DOCUMENT SEGMENT →
Futures are a bit flat, but commodity prices were up. 

I'm expecting Rio to shine and BHP to be a bit flat.


----------



## wideboythin (4 December 2007)

This forum is thread is turning out to be very helpful for a beginner like myself. Thanks everyone. I am learning a lot.


----------



## chewy (6 December 2007)

Should be a ripper today!  Dow strongly up and all the futures indicate a very strong opening


----------



## wideboythin (12 December 2007)

wots gonna happen today! helluva movement last nite in the US!


----------



## alphman (12 December 2007)

I reckon the sell down in the US overnight was a tad overdone.  They got what they expected (quarter point cut), just not what they wanted (half point cut).  Big whoop!

The ASX is following suit as usual but uncalled for.  The DOW should pick up over the next few days, IMO.


----------



## nick2fish (12 December 2007)

Yea thats an understatement and a half. Talk about sour grapes and greed. They have major problems over there ,and the Dow throws a wobbly over a tid bit of a per cent. Why are we still following those jerks. Why don't they toughen up!!! have their recession (that they deserve for being greedy idiots) and while they are about tightening their bloated waist belts .... fix up their burgeoning national and personnel debt levels.


----------



## Temjin (12 December 2007)

nick2fish said:


> Yea thats an understatement and a half. Talk about sour grapes and greed. They have major problems over there ,and the Dow throws a wobbly over a tid bit of a per cent. Why are we still following those jerks. Why don't they toughen up!!! have their recession (that they deserve for being greedy idiots) and while they are about tightening their bloated waist belts .... fix up their burgeoning national and personnel debt levels.




Ohhh, we are really no better off than they are. Everyone are responsible because of all the cheap credits we were given since after the tech bust. Our personal debt levels are just as worst as they are.


----------



## sassa (13 December 2007)

Hong Kong and Japan caught the American cough today.It seems the cough might persist tonight in America.The European markets are catching it tonight.Must be a hemispheric phenomenon as we haven't felt or caught it yet.Tomorrow maybe?Santa rally!Hope he is packing his sleigh tonight for delivery next week.


----------



## Wysiwyg (13 December 2007)

sassa said:


> Hong Kong and Japan caught the American cough today.It seems the cough might persist tonight in America.The European markets are catching it tonight.Must be a hemispheric phenomenon as we haven't felt or caught it yet.Tomorrow maybe?Santa rally!Hope he is packing his sleigh tonight for delivery next week.





Hello Sassa,  What cough??????



> Fact or opinion?
> Quote:
> Lest there are any doubts, here is the Richard Russell position on the stock market. We are in a primary bear market. The bear market was signalled when, on November 21, the D-J Industrials Average closed below its August 16 low of 12845.78, thereby confirming the prior breakdown of the Transports.




Who is we?????What in the statement do you believe to be true????


----------



## sassa (13 December 2007)

Wysiwyg said:


> Hello Sassa,  What cough??????
> 
> Should I have said sneeze? A 273 point gain at opening to a 31 point gain at close.
> 
> Who is we?????What in the statement do you believe to be true????



"We," I would imagine is the good old U.S.of A.I prefaced my paste with fact or opinion.I was asking you,the contributors.


----------



## wideboythin (17 December 2007)

DATA PROVIDED →

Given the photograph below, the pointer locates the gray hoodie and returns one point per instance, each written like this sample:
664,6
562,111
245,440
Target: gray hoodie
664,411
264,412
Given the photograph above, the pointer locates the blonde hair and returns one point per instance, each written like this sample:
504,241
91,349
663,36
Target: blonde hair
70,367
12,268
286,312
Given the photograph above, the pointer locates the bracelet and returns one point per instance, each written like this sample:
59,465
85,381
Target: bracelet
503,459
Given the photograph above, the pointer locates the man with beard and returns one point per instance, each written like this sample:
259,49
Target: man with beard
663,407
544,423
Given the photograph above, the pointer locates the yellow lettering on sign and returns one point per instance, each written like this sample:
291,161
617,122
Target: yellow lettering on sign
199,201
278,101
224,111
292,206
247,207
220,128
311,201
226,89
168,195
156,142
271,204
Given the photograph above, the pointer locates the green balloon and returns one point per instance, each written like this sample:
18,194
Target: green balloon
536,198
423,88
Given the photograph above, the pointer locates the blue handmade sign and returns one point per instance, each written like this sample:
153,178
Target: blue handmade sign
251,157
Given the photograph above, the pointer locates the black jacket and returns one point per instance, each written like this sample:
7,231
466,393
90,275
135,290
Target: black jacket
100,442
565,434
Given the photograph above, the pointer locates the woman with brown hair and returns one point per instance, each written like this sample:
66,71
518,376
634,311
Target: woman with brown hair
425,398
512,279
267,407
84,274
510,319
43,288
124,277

...

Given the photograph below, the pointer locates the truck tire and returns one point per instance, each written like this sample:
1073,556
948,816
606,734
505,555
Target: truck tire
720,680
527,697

* * *

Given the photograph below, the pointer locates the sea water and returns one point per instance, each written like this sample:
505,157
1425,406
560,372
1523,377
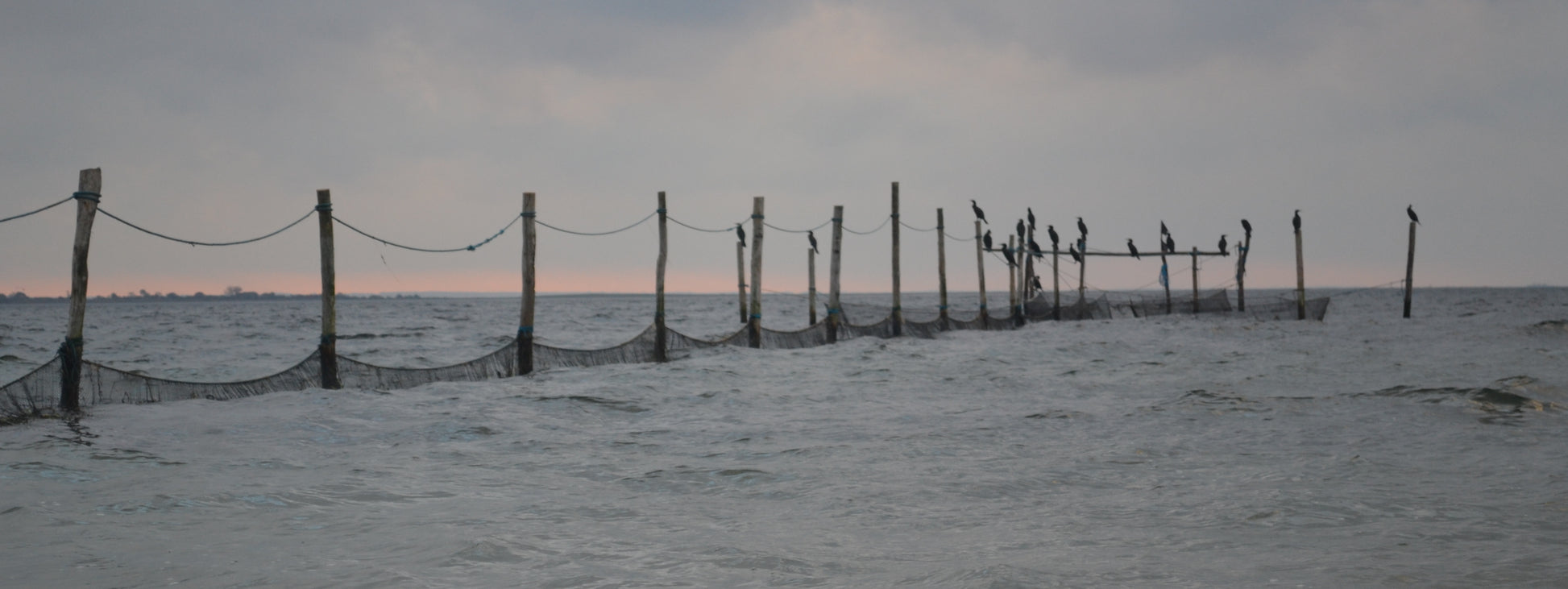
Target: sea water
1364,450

EXERCISE TASKS →
A. List each different username that heads a post in the forum thread, naming each one only once.
B. Edit the forum thread passage that begins at the words "## chewy (6" and stops after "wideboythin (12 December 2007)". Replace "ripper" with "cracker".

OUTPUTS FOR THE TASKS →
A.
wideboythin
chewy
alphman
nick2fish
Temjin
sassa
Wysiwyg

B.
## chewy (6 December 2007)

Should be a cracker today!  Dow strongly up and all the futures indicate a very strong opening


----------



## wideboythin (12 December 2007)